**Directive:**
Return each line of the items below that contains the word "metal".

**Source records:**
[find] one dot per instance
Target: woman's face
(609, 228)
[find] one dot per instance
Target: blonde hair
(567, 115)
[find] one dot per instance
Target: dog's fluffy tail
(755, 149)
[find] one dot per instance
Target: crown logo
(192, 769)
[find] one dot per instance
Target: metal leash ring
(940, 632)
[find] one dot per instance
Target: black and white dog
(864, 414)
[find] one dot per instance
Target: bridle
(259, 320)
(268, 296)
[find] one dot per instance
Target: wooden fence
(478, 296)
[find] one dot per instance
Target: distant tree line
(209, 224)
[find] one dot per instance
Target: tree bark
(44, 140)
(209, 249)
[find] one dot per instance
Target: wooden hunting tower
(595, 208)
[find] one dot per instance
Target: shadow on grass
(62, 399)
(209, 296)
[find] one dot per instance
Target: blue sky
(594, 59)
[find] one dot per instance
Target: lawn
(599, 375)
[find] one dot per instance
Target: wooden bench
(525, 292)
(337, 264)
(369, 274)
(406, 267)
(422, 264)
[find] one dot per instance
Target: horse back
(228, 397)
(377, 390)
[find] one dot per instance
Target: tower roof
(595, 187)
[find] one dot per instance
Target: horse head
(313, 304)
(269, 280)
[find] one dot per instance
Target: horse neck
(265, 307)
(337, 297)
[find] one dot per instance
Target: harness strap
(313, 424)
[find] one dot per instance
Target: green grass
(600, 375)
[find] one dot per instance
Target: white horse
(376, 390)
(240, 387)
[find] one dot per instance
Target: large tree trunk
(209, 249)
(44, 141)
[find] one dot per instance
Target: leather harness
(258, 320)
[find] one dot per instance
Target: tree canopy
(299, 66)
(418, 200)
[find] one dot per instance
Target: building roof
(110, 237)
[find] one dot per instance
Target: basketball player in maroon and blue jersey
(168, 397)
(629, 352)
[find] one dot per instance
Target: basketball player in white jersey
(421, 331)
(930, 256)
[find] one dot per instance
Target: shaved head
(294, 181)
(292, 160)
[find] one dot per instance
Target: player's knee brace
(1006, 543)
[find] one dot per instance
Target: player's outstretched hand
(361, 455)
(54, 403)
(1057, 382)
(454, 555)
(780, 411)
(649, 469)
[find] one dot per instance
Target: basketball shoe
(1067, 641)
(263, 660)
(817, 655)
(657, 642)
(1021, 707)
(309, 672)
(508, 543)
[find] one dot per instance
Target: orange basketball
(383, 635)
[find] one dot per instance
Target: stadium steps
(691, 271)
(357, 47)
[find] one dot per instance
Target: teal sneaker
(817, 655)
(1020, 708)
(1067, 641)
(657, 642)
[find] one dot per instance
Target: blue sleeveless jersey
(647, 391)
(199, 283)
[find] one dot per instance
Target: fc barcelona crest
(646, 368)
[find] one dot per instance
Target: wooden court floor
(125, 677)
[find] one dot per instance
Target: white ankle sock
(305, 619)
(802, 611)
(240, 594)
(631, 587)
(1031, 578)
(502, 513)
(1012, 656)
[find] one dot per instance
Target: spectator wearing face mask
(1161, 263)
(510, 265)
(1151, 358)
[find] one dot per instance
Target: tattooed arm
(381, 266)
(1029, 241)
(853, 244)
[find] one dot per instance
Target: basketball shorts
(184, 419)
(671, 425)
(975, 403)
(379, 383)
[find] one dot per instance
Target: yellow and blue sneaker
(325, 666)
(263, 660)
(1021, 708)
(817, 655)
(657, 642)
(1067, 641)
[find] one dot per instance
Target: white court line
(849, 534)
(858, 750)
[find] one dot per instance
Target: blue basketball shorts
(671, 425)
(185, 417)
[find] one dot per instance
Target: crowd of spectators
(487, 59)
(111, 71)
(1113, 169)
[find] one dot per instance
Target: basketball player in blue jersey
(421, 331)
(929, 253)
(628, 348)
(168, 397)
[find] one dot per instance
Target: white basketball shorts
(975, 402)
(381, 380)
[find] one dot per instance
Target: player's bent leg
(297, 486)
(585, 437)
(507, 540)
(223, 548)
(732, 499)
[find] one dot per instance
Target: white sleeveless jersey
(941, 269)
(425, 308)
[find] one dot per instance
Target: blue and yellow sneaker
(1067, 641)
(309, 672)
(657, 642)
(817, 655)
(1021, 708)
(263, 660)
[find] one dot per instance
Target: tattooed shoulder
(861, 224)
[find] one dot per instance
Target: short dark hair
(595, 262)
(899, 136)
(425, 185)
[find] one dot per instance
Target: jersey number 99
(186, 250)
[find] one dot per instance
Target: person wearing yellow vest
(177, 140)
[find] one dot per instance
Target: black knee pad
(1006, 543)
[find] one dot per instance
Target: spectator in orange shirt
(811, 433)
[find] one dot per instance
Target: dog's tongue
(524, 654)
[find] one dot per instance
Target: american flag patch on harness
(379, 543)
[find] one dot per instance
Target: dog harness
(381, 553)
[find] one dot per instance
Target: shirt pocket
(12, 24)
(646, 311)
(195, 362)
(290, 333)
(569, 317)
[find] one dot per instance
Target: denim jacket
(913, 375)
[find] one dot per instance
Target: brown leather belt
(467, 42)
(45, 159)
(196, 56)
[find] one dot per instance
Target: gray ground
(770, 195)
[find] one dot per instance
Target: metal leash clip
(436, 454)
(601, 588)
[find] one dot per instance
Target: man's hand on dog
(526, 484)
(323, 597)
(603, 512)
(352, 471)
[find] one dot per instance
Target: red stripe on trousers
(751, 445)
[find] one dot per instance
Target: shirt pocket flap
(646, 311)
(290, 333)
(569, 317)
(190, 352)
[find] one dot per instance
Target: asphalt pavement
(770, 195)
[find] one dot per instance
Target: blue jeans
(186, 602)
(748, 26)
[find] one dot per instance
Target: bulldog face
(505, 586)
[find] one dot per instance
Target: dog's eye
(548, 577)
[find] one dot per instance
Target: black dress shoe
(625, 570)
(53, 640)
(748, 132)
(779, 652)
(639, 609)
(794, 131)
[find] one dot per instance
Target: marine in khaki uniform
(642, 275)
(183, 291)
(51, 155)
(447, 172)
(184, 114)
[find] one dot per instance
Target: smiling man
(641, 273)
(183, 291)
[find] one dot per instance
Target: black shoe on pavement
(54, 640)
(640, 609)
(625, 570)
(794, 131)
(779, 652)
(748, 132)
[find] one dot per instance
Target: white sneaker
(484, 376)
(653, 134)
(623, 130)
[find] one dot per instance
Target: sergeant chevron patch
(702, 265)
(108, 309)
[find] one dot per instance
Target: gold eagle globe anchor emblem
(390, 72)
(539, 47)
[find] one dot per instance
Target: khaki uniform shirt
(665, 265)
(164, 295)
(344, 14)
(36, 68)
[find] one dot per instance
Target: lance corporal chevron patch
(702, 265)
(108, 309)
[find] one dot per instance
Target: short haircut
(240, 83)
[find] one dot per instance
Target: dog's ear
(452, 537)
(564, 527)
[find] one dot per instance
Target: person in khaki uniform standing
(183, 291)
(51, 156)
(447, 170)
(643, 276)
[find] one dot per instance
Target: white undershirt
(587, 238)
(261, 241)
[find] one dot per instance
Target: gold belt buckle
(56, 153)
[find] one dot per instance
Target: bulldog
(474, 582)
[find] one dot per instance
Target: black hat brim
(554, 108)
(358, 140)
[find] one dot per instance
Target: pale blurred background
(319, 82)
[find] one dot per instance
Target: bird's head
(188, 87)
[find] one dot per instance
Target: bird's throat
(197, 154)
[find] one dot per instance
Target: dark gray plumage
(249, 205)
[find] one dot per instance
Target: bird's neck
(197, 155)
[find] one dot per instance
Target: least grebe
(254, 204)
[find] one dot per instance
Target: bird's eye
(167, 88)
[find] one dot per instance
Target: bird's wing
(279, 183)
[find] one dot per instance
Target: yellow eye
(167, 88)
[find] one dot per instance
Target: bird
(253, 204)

**Correct answer:**
Target: metal leash ring
Target: metal leash clip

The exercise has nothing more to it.